__ASSIGNMENT__
Make an exact copy of the records below. Include every line.

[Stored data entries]
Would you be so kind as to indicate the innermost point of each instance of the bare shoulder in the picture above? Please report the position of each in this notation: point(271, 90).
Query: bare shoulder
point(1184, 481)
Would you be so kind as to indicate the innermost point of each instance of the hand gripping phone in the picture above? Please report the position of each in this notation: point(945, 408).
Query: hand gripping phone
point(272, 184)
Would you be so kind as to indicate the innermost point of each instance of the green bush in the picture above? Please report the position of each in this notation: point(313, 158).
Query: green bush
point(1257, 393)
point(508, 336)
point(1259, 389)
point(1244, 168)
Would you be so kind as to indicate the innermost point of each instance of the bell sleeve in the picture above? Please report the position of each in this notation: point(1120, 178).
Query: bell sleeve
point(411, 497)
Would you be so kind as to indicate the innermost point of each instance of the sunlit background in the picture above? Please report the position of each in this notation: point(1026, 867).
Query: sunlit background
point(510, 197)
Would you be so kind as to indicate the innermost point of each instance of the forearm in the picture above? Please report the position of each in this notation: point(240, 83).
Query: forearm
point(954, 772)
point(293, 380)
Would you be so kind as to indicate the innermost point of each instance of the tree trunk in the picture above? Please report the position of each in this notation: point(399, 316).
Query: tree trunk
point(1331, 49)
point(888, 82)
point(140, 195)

__TASK SOLUTION__
Would you be so kind as to indicate the innermost point of each instance of the bare shoulder in the picture above? Please report the position of each in this notation: point(271, 90).
Query: bare shoulder
point(1184, 481)
Would you be so kind as to indicate the innermost point of each instance of the hand gripping phone in the picture above? Please report the position of each in this notation: point(945, 408).
Query: hand gripping phone
point(272, 184)
Would you be so kind as to indicate the innermost point of each instance of the green bush in the picture above? Please report the position of each in this notation: point(313, 158).
Query: green bush
point(1257, 393)
point(508, 336)
point(1259, 389)
point(1244, 168)
Would you be so kind as to indicate the innermost point of each instance of the bell sleeve in the picture above? Please report the position of each in this notation: point(1120, 178).
Query: bell sleeve
point(411, 497)
Would you be so kind as to indicate the innermost point of each instance of the sunlit background in the picture above? Please report the position of each in this notation: point(1026, 867).
Query: sunlit background
point(510, 197)
Would you be so kind as to indicate the innermost point of each instance of the forearm in the picture above? Please report the position of each in this notation: point(240, 83).
Query: forearm
point(954, 772)
point(293, 380)
Would you be so kind as to indicate the innermost point of each instance of the tree trunk in the picture above? Please report the position of each in this notation: point(399, 316).
Query: tree trunk
point(1331, 49)
point(888, 82)
point(140, 195)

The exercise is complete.